START Document text

It’s rare to be at a concert, of any genre, and to experience a very profound sense of involvement on the part of the performers, combined with total commitment to the music, both in terms of fidelity to the written score and integrity of performance. But that is what we enjoyed at the fourth chamber music Prom of the season, in a concert by three young performers (two of whom were making their Proms debut) of music by Debussy and Ravel.

Violinist Jennifer Pike was joined by cellist Nicholas Altstaedt and pianist Igor Levit in a programme to mark the 150th anniversary of the birth of Claude Debussy. These three young performers brought a fresh yet insightful approach to the music they performed (Altstaedt and Levit are BBC New Generation Artists, while Pike was a BBC Young Musician of the Year winner and a former beneficiary of the New Generation Artists scheme), and they demonstrated a maturity and profound empathy with the music that more seasoned performers might envy.

END Document text
START Raw data

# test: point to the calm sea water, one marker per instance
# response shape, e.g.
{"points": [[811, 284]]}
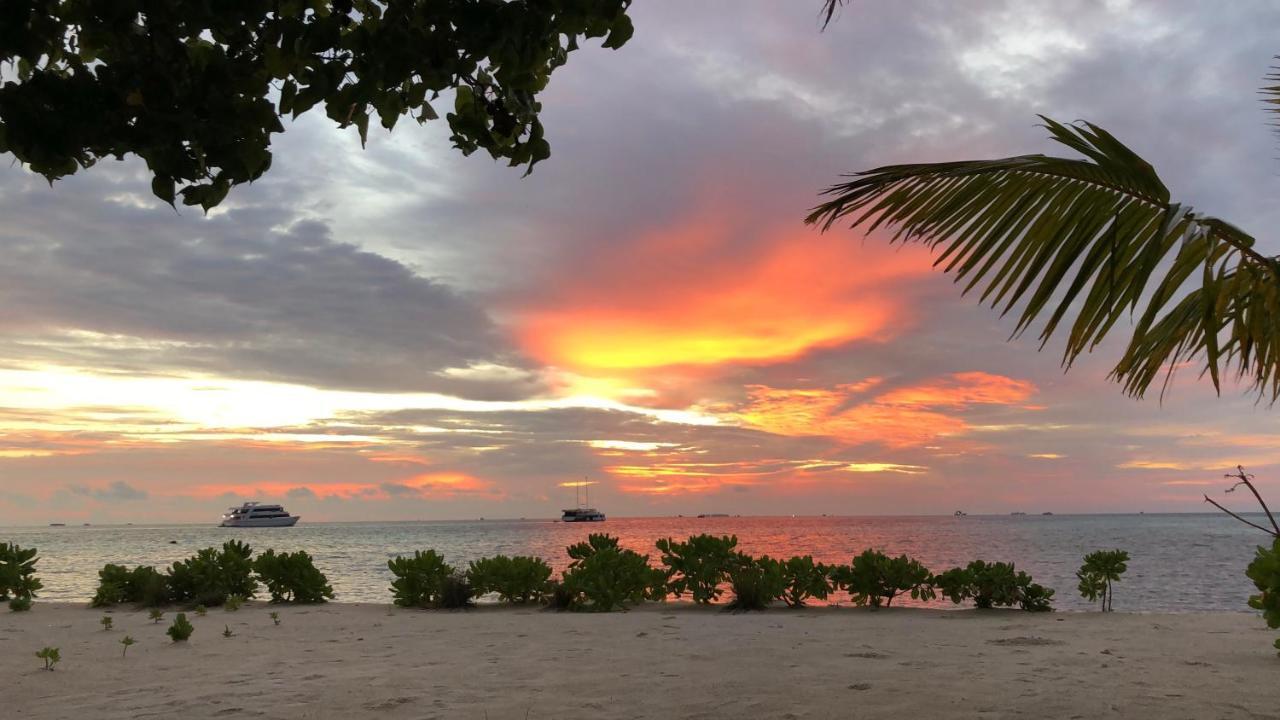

END Raw data

§ **Task to complete**
Revise the passage of the concert review that begins at "Violinist Jennifer Pike" and stops after "performers might envy.", changing "cellist" to "violoncellist". The listing comes from a separate source, unrelated to the concert review.

§ **Problem solution**
Violinist Jennifer Pike was joined by violoncellist Nicholas Altstaedt and pianist Igor Levit in a programme to mark the 150th anniversary of the birth of Claude Debussy. These three young performers brought a fresh yet insightful approach to the music they performed (Altstaedt and Levit are BBC New Generation Artists, while Pike was a BBC Young Musician of the Year winner and a former beneficiary of the New Generation Artists scheme), and they demonstrated a maturity and profound empathy with the music that more seasoned performers might envy.